» **Task description**: Reproduce every one of the entries below word for word, leaving each line unchanged.

═══ Dataset rows ═══

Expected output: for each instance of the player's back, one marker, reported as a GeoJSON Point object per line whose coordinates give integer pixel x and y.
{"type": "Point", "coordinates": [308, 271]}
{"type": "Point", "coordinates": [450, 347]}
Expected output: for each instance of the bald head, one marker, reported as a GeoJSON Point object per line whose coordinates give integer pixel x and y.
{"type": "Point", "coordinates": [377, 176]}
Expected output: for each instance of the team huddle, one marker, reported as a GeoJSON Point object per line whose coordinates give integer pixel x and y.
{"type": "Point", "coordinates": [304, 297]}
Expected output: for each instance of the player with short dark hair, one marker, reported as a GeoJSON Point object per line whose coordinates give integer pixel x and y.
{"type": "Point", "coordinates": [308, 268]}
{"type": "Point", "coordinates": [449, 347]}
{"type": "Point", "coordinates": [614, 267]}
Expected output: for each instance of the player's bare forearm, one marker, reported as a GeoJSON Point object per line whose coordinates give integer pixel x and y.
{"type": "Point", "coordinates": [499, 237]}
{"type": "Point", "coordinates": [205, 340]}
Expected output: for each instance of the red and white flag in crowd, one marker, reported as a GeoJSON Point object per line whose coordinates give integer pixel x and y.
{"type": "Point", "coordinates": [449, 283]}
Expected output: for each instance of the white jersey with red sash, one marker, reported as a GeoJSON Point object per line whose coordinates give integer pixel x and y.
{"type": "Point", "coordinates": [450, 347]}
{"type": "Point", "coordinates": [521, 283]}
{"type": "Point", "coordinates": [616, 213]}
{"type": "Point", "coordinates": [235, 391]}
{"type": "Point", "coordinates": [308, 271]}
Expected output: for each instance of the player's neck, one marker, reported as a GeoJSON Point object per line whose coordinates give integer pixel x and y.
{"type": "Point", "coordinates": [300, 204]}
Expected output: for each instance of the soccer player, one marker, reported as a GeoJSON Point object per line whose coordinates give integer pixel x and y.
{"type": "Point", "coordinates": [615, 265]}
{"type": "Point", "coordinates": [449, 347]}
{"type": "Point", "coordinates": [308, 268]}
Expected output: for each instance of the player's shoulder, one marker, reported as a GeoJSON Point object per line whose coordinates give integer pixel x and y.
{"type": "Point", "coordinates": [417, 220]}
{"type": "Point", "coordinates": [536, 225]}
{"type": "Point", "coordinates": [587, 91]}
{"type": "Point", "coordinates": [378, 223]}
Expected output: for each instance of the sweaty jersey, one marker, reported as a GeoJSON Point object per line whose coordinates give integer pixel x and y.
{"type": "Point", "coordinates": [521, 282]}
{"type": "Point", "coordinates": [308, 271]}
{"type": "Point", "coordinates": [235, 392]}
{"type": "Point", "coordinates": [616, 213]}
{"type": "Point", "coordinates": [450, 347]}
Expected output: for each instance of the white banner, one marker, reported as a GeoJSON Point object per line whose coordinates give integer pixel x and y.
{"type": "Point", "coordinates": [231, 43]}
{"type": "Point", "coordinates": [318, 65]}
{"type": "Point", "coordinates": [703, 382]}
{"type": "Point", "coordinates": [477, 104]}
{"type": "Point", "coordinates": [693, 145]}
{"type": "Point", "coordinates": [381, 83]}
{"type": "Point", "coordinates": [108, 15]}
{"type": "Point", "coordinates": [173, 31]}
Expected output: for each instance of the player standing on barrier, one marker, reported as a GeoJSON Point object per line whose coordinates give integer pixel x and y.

═══

» **Response**:
Expected output: for each instance of the player's back, one marker, reported as a GeoJSON Point object per line whose coordinates give integer pixel x and y.
{"type": "Point", "coordinates": [308, 271]}
{"type": "Point", "coordinates": [450, 347]}
Expected output: for each instance of the bald head, one marker, reported as a GeoJSON Point object per line whose coordinates give integer pixel x and y.
{"type": "Point", "coordinates": [377, 176]}
Expected output: for each instance of the team huddle, one marker, reported as a GeoJSON Point object per line whose coordinates give integer pixel x and y.
{"type": "Point", "coordinates": [304, 297]}
Expected output: for each instance of the player with short dark hair, one marker, reported as a GeoJSON Point object per line whose coordinates give integer pixel x and y.
{"type": "Point", "coordinates": [308, 268]}
{"type": "Point", "coordinates": [449, 347]}
{"type": "Point", "coordinates": [614, 267]}
Expected output: for each instance of the player's bare forearm, one marker, reported as a GeoJSON Point object per line whose coordinates give integer pixel x and y.
{"type": "Point", "coordinates": [499, 237]}
{"type": "Point", "coordinates": [205, 340]}
Expected output: for each instance of the red and white flag in crowd, one marker, reported as a GeoJSON Point object per line whose coordinates give integer pixel x and y.
{"type": "Point", "coordinates": [449, 283]}
Expected output: for each instance of the white jersey with red sash, one marker, reported as a GeoJSON Point object per line whose coordinates give integer pixel x and y.
{"type": "Point", "coordinates": [450, 347]}
{"type": "Point", "coordinates": [521, 283]}
{"type": "Point", "coordinates": [616, 213]}
{"type": "Point", "coordinates": [235, 391]}
{"type": "Point", "coordinates": [308, 271]}
Expected output: for each instance of the player's neck, one marker, reported as a GeoJSON Point object per line whose coordinates give integer pixel x and y.
{"type": "Point", "coordinates": [300, 204]}
Expected output: for each instance of the soccer player, one marker, reported as a GeoJSON Point object per line whose coordinates give integer pixel x and y.
{"type": "Point", "coordinates": [615, 265]}
{"type": "Point", "coordinates": [449, 347]}
{"type": "Point", "coordinates": [308, 268]}
Expected output: for each instance of the player's shoulder, one marker, reported as a GeoJSON Point object per line whose coordinates give integer pixel x and y.
{"type": "Point", "coordinates": [417, 220]}
{"type": "Point", "coordinates": [536, 225]}
{"type": "Point", "coordinates": [587, 91]}
{"type": "Point", "coordinates": [378, 223]}
Expected output: for each instance of the sweaty jersey, one marker, reported as a GeoJSON Point object per line whose coordinates give integer pixel x and y.
{"type": "Point", "coordinates": [521, 282]}
{"type": "Point", "coordinates": [308, 271]}
{"type": "Point", "coordinates": [235, 392]}
{"type": "Point", "coordinates": [616, 213]}
{"type": "Point", "coordinates": [450, 347]}
Expected output: for each instance of the white banner, one marker, reported as a GeoJSON Point object per line whose coordinates give integer pixel x and y.
{"type": "Point", "coordinates": [231, 43]}
{"type": "Point", "coordinates": [318, 65]}
{"type": "Point", "coordinates": [703, 382]}
{"type": "Point", "coordinates": [477, 104]}
{"type": "Point", "coordinates": [693, 145]}
{"type": "Point", "coordinates": [381, 83]}
{"type": "Point", "coordinates": [108, 15]}
{"type": "Point", "coordinates": [173, 31]}
Expected output: for each instance of the player standing on barrier, one marker, reported as a GeoJSON Point object per line whose coordinates give integer pixel x and y.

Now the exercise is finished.